» **DOCUMENT PASSAGE**:
>>>>

Not so stupid after all? Neanderthals may have passed on tool-making skills to modern humans
Dutch scientists have discovered 50,000-year-old tools made from deer ribs in south-west France, which are believed to signify the transmission of knowledge and skill from Neanderthals to modern humans. The discovery adds to growing evidence that the Neanderthals, once viewed as dim-witted and primitive, had a high level of technological ability.
The tools are similar to bone lissoirs or smoothers, still used by leather workers today, and contain a polished tip which creates softer and more water resistant leather when scraped against a hide.
The discovery, published in the journal Proceedings of the National Academy of Sciences, has reported that the excavated tools are also similar to others found at sites occupied by early modern humans at a later stage, who replaced Neanderthals in Europe around 40,000 years ago
'If Neanderthals developed this type of bone tool on their own, it is possible that modern humans then acquired this technology from Neanderthals,' said Dr Marie Soressi, one of the researchers from Leiden University in the Netherlands.
Modern humans (Homo sapiens) appear to have entered Europe with only pointed bone tools but soon after their arrival started to make lissoirs, providing the first possible evidence that Neanderthals invented the specialised bone tools and passed their know-how on to our direct ancestors. Another possibility is that early modern humans started influencing Neanderthal behaviour earlier than has been thought.
At this stage it is too early to make definitive conclusions, however, a string of studies have pointed to the fact that Neanderthals were not the subhuman brutes as once believed. Research fuelled by a fascination into the plight of the Neanderthals who mysteriously died out some 30,000 years ago, has uncovered a number of findings about the Neanderthals which suggests they were not as primitive as once believed.
Evidence revealing a certain level of sophistication and cultural practices amongst Neanderthals has included findings demonstrating that they created art, used medicinal plants, created a comfortable ‘base’ that they would have considered home, and may have had a sophisticated form of modern language and speech.

<<<<

» **DATASET EXTRACT**:
>>>>

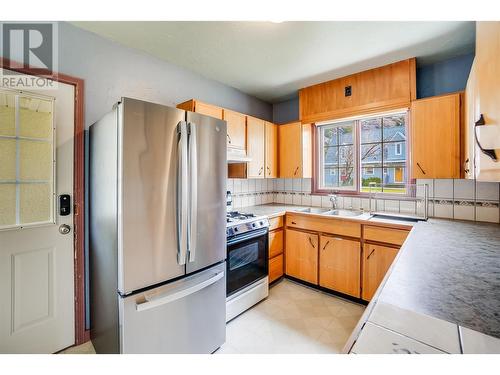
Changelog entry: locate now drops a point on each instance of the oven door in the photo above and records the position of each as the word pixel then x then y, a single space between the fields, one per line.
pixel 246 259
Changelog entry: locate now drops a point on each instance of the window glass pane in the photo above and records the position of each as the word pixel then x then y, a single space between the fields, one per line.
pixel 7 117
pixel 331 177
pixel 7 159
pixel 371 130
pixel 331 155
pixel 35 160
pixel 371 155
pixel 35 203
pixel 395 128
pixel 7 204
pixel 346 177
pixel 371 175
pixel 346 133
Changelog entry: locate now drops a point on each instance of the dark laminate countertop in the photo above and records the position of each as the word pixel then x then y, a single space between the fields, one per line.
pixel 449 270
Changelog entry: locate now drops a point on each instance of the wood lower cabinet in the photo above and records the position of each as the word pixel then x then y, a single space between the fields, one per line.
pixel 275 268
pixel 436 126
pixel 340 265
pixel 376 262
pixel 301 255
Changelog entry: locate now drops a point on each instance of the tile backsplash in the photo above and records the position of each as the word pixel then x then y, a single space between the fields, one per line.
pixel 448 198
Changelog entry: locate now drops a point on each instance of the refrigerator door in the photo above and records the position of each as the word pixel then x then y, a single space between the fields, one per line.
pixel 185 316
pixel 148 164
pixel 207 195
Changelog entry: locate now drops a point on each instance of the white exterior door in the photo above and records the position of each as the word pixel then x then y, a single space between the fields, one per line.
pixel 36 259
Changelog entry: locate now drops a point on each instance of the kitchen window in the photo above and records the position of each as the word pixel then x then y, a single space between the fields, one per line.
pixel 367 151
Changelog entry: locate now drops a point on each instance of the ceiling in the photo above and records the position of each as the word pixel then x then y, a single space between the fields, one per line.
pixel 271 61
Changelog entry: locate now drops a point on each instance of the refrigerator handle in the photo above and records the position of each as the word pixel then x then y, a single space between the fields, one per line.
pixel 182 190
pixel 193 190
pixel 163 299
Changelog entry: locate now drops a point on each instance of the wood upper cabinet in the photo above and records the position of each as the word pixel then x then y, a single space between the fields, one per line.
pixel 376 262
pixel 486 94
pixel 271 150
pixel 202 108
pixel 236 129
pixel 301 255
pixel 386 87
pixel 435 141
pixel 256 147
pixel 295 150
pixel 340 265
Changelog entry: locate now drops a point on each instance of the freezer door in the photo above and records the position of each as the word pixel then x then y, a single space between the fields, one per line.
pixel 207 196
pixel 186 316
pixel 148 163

<<<<
>>>>

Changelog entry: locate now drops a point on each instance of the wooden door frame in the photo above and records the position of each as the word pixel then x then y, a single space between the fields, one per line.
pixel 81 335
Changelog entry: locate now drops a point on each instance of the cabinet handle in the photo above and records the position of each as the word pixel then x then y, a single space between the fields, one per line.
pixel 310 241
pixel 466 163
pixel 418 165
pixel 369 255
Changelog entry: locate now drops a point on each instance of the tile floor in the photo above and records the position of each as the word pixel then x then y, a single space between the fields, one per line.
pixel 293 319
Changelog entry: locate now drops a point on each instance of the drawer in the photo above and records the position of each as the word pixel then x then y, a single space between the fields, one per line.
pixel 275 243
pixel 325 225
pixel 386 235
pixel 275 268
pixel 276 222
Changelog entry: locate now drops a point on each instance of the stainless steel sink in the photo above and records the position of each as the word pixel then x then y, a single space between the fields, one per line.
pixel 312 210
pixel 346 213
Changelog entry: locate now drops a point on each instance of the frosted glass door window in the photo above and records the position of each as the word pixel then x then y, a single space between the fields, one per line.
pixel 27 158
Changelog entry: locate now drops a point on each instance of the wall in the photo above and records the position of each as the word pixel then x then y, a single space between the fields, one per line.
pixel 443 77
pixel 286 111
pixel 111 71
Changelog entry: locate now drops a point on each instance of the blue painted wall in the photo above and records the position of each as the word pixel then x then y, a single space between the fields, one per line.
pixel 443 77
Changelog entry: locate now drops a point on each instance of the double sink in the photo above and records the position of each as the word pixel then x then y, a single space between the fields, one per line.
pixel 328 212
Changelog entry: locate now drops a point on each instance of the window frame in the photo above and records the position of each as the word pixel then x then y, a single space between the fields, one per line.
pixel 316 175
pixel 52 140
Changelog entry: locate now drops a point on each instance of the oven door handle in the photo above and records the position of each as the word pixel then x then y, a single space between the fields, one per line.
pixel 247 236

<<<<
>>>>

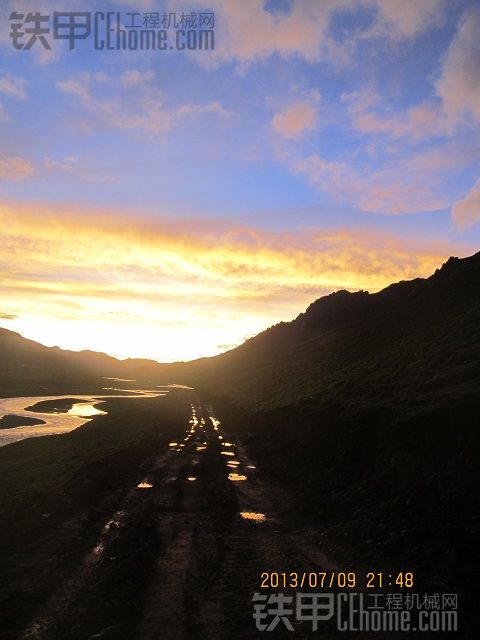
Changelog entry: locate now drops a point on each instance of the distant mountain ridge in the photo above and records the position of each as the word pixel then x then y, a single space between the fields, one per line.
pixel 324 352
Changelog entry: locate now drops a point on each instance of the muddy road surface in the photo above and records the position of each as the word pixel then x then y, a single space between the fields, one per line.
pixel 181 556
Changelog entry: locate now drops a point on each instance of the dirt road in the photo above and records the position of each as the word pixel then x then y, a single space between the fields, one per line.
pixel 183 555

<<<<

» **SET OF TASKS**:
1) Rewrite the passage of the Neanderthal tools article starting at "Modern humans (Homo" and ending at "has been thought.", swapping "lissoirs" for "smoothers".
2) Summarize the Neanderthal tools article in two sentences.

» **SOLUTIONS FOR EACH TASK**:
1)
Modern humans (Homo sapiens) appear to have entered Europe with only pointed bone tools but soon after their arrival started to make smoothers, providing the first possible evidence that Neanderthals invented the specialised bone tools and passed their know-how on to our direct ancestors. Another possibility is that early modern humans started influencing Neanderthal behaviour earlier than has been thought.

2) Dutch scientists found 50,000-year-old deer-rib tools in south-west France that resemble bone lissoirs and may show that Neanderthals passed tool-making knowledge to modern humans, who began making such tools soon after entering Europe. The discovery adds to growing evidence that Neanderthals had considerable technological ability and sophistication, including findings that they created art and used medicinal plants.